▶ THE PROBLEM
Transcribe the entries that follow, every word as written, and drop the pictures.
EXTRACTED ENTRIES START
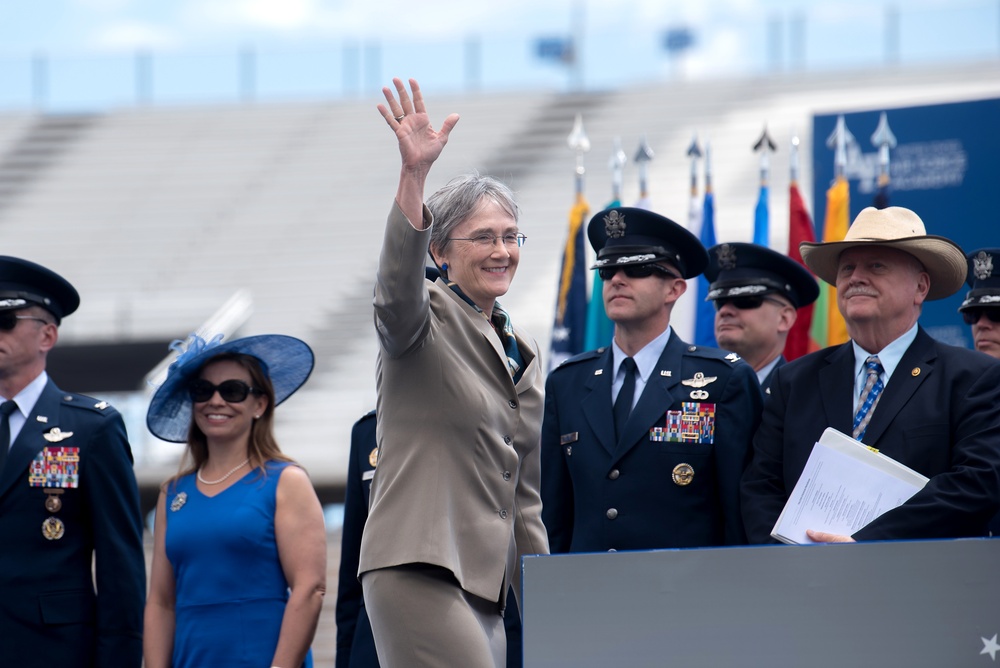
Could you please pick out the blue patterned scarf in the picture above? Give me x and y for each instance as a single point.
(505, 330)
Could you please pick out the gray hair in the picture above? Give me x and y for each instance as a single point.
(460, 198)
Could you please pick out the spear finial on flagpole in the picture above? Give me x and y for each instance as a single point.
(765, 146)
(694, 153)
(617, 166)
(578, 141)
(838, 141)
(883, 139)
(642, 157)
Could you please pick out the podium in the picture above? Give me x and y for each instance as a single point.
(906, 603)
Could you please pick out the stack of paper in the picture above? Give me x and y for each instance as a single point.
(844, 486)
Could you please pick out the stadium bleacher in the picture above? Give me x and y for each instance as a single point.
(159, 215)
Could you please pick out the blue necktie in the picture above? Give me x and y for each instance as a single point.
(6, 408)
(623, 404)
(869, 396)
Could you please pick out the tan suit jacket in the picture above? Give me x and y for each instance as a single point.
(457, 481)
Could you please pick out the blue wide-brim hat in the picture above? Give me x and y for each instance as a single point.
(286, 360)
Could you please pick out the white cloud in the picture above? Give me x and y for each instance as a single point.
(131, 35)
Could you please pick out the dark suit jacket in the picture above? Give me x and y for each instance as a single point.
(50, 614)
(601, 495)
(939, 414)
(355, 642)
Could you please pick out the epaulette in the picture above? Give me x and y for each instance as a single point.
(582, 357)
(87, 403)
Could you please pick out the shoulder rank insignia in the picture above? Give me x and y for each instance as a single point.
(55, 435)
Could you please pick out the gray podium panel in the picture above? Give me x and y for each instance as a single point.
(912, 603)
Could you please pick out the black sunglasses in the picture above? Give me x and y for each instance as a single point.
(971, 317)
(233, 391)
(9, 320)
(635, 271)
(747, 303)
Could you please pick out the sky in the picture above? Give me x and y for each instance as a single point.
(194, 47)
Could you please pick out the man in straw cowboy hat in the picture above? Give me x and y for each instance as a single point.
(925, 404)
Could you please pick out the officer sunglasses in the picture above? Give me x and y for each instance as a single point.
(972, 316)
(635, 271)
(747, 303)
(232, 391)
(9, 320)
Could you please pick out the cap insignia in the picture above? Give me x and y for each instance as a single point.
(727, 256)
(982, 265)
(614, 224)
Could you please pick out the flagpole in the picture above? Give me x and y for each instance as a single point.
(883, 139)
(643, 156)
(761, 228)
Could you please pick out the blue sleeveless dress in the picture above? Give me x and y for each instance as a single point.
(230, 589)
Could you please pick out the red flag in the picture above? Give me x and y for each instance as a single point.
(800, 229)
EXTRACTED ENTRIES END
▶ RESULT OF THE EXERCISE
Could you please pick out the blue patterned scarf in the picture above? Give me x and y for each instance as a single point.
(505, 330)
Could you please pick out the gray hair in the picture above? Give me x and y for each instance as a single point.
(460, 198)
Could you please pick out the spear finial on flagpole in the picture above? Give me x and y for each instance as a single point.
(765, 146)
(694, 153)
(617, 166)
(578, 141)
(838, 141)
(883, 139)
(642, 157)
Could you please pick out the podium in the picture above? Give me x and y for each instance as a single point.
(906, 603)
Could you please pick out the stack of paper in the picture above? Give me x and y for each instance as a single point.
(844, 486)
Could you please pick out the stadium bleacher in the picture above? Give me x and y for each instance as a single point.
(159, 215)
Could you please pick out the blue necktie in the picture above? Give me x and y for each instance as a single point.
(6, 408)
(623, 404)
(869, 396)
Could you please pick out the tan suit jacket in the picture above? Give me x and y for each instance as a single point.
(457, 481)
Could you please pick out the blue wide-brim hat in the picture above? Give me x and y for each instance as a single point.
(286, 360)
Could you please pick out the white cloud in the picture above? Give me x and y for each instance as a single point.
(131, 35)
Could you please pick out the dark suit jacket in the picture above? Give me x and y for each instance as a single point.
(50, 614)
(601, 495)
(939, 414)
(355, 642)
Could you please pick out the epaulette in the picture above? Give me x and y for each instance as a single point.
(582, 357)
(87, 403)
Could you please pick out the shoulder rank insignia in the picture above? Give me x and y for each instance as a single point.
(55, 435)
Could you please pick out the gray podium panel in the picture above? Give me x and y for each instance as a single point.
(912, 603)
Could you please pick out the black sunglasses in the picture above? Give me x and y for each instance as a single point.
(971, 317)
(233, 391)
(9, 320)
(635, 271)
(747, 303)
Could you please pick out the sky in the picture above? Give me x and y for each instance as a single point.
(194, 47)
Could you please pick out the man in straw cowboy hat in the picture above? Give me x and y for each instance as a single point.
(925, 404)
Could you please pick out the officer sunglasses in the picture above? Give me x and y for each instance as a single point.
(972, 316)
(635, 271)
(747, 303)
(232, 391)
(9, 320)
Could you please pick out the cap insignia in the picture above? Give me x and y for each instance as a single point.
(727, 256)
(982, 265)
(614, 224)
Could you please pick out the flagpole in the picture above? Give me x and y for each instance as a single point.
(883, 139)
(643, 156)
(761, 228)
Could you please pick out the blue sleeveless dress in the picture above? Give me x and y for each instance as a single point.
(230, 589)
Could you please pick out the red flag in the picture above? Give me x and y for each instance as a single point.
(800, 229)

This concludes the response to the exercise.